- Exercise -
Check every line of the entries for "apron", and copy the lines that hold it.

Dataset excerpts
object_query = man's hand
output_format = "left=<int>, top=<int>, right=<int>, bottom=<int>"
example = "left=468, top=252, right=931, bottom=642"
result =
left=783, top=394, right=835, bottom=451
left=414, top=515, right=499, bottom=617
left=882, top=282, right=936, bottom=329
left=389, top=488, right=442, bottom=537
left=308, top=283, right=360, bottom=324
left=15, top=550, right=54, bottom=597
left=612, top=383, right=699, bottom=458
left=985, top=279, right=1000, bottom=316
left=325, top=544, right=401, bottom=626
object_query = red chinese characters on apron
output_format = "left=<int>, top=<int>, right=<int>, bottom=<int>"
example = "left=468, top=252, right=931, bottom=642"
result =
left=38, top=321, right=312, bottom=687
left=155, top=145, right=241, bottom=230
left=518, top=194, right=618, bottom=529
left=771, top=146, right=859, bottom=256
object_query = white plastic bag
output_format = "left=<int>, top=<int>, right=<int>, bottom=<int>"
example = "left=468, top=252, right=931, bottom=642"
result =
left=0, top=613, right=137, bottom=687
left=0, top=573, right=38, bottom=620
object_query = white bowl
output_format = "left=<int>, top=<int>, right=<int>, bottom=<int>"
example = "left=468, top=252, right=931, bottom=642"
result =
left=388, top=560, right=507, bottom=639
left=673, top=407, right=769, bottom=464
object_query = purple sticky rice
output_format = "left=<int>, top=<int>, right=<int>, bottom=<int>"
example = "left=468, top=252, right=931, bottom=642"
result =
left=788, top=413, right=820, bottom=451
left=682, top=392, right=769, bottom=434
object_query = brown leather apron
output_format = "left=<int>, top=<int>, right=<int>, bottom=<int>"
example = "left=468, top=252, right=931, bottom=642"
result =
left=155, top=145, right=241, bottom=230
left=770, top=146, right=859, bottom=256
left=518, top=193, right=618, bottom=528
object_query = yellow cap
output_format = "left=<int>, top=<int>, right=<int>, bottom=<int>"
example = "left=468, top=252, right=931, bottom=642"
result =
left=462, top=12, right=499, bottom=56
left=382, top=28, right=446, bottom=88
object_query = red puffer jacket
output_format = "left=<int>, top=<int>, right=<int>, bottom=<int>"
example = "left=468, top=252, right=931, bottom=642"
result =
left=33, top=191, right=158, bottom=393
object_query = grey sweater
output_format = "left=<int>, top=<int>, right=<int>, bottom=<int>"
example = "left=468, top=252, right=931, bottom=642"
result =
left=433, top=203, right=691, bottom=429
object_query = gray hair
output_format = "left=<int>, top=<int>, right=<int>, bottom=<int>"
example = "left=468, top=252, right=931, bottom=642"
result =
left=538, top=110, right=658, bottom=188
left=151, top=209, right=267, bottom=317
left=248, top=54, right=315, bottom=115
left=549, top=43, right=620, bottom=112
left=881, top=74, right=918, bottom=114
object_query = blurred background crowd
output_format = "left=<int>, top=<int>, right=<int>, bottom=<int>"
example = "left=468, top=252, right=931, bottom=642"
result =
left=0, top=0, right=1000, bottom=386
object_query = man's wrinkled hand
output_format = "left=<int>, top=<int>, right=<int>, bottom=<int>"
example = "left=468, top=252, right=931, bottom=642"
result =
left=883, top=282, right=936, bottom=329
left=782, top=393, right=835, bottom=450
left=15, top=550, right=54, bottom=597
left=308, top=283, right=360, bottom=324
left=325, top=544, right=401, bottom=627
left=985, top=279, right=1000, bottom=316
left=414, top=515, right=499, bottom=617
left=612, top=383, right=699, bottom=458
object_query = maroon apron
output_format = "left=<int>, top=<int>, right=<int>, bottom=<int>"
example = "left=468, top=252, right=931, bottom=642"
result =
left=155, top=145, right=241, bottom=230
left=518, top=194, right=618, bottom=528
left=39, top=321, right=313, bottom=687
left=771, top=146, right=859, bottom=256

- Answer space -
object_query = red chinese characters on apron
object_query = brown leather apron
object_query = maroon apron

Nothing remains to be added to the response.